# [Document]
St Pete – the food, the drinks, the stories

It’s not about the food. It’s about the stories experienced around the food. The stories shared around the food.

Ok, I lie. It is also about the food. But also about the stories.

So now, experiences, stories and thoughts linked to food or drink establishments during my time in St P.

  • Georgian food.

When one person recommends you eat Georgian food in St Pete, it’s a bit random. After two completely unrelated people recommend you eat Georgian food in St Pete, it is intriguing.

So, first I had a cheese and spinach hatsapuri near my first accommodation at Primorskaya metro. It was delish, the customer service not so much.

On my last evening I had more hatsapuri and them famous hinkali (one which ended up being catapulted into my open bag on the floor, twas quite entertaining as we were trying to locate it). My friends taught me the right way to eat the hinkali – pick it up by the stem, bite into it, suck out its juices, eat the rest of it, leave the stem. Tbh I was a bit disappointed about the non-social-acceptation of eating the stem, which was just chewy dough.

Hinkali
  • Pilmeni.

Hinkali, but Russian style, a bit smaller.

Pilmeni with smetana
  • Solo-travellers, what do you do when you have no one to eat with but don’t fancy staring at an empty chair in front of you? Visit the ‘Russian Pub’ on Nevski (where I ate them pilmeni), where some tables have a MIRROR on the opposite side of the table. You needn’t feel lonely ever again, hurrah! Who needs company when you can watch yourself eat? (Or, as Hanna said later, “at least you’re eating in the best company” 😉 )
Cheers friend (with the dark non-Russian beer as the waiters persuaded me there is no good dark Russian beer)

# [Set of tasks]
1 > According to the St Pete food post, near which metro station was the first accommodation?
2 > Decide whether each statement agrees with the St Pete food post, answering yes or no and quoting the words that decide it: (a) The customer service at the place serving the first hatsapuri was good. (b) Pilmeni are described as a smaller, Russian-style version of hinkali. (c) The waiters recommended a dark Russian beer.
3 > Write the next part of the St Pete food post, continuing after its final line.

(Rows excerpted from a collection)
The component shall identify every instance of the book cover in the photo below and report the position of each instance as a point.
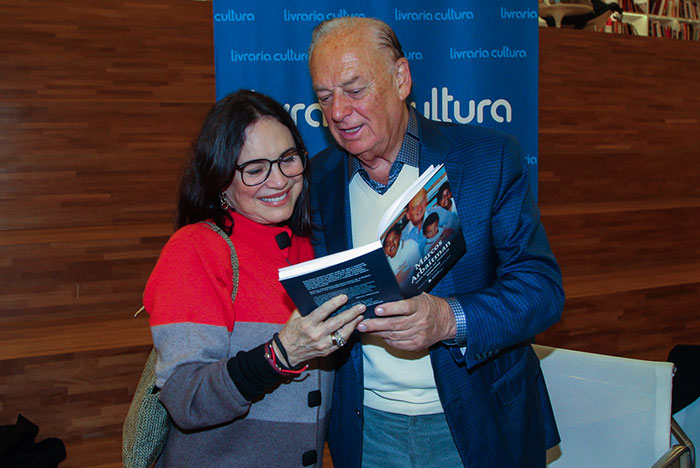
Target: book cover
(419, 240)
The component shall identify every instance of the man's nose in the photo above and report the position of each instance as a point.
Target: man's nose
(341, 108)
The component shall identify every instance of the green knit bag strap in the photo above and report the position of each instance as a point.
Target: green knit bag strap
(234, 257)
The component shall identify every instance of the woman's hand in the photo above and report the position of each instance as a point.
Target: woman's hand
(309, 337)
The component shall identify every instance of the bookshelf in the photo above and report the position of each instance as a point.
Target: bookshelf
(674, 19)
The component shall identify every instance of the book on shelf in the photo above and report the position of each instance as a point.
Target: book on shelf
(407, 258)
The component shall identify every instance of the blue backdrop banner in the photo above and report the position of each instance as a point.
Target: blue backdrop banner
(472, 61)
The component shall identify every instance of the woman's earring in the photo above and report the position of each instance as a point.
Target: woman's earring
(223, 201)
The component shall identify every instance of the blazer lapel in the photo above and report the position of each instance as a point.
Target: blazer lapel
(335, 203)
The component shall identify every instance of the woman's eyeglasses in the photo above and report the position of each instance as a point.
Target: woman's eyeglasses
(291, 163)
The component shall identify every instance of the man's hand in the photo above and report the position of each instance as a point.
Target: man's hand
(412, 324)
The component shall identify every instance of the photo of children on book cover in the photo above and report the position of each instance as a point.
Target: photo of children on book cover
(426, 239)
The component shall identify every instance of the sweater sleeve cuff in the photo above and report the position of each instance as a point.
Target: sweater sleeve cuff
(460, 338)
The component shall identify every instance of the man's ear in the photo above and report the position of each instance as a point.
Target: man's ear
(403, 77)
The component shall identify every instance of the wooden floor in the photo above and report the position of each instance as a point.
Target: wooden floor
(98, 106)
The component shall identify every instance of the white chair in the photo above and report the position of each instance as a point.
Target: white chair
(610, 411)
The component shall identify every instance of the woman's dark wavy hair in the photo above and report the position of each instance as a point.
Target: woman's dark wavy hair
(215, 152)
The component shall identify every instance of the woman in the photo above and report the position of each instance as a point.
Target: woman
(234, 376)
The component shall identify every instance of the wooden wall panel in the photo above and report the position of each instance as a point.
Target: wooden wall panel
(99, 103)
(620, 189)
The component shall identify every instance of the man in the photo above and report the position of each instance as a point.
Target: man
(447, 378)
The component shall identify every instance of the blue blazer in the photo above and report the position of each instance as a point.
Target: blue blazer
(508, 282)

# [Responses per task]
1 > Primorskaya metro.

2 >
(a) No: "It was delish, the customer service not so much."
(b) Yes: "Hinkali, but Russian style, a bit smaller."
(c) No: "the waiters persuaded me there is no good dark Russian beer"

3 >
Or at least, you can keep yourself entertained. And the waiters may feel sorry enough for you that they finally teach you the difference between the words счет (bill) and щетка (brush).

Actual good Russian dark beer from another evening
  • Visit your old local shop and admire its produce.
So twenty metres to the left is where my home from 2000-2003 is located. In my time this shop was bright red and called MORSKOI, and I’d go there every day after school to buy cherry or strawberry pastries. And once I decided to buy a Kinder Egg too and ended up not having enough money for it and THE HUMILIATION AND HORROR WERE REAL, one of my most vivid childhood memories.
A car of local shoppers
Valio is a Finnish brand, but oh how the text is different here! These ‘yoghurts’ are all called ‘very berry’ (including the mango), and usually they’re more quarky in Finland.
Chocolate-filled waffle, yums.

And buy dragon fruit.

  • Eat dragon fruit.

Ok, sure, 250 rubles for a dragon fruit at a supermarket isn’t exactly cheap (about 3½ euros), but it is half the price of the same fruit in Finland. In Finland the only place you can find dragon fruit is in the exotic-posh-fruits aisle in well-stocked supermarkets, with many-a-dragonfruit already price-tagged due to people having second thoughts after finding out the hefty price of a single specimen. But in St Pete, the situation is more (dragon) fruitful.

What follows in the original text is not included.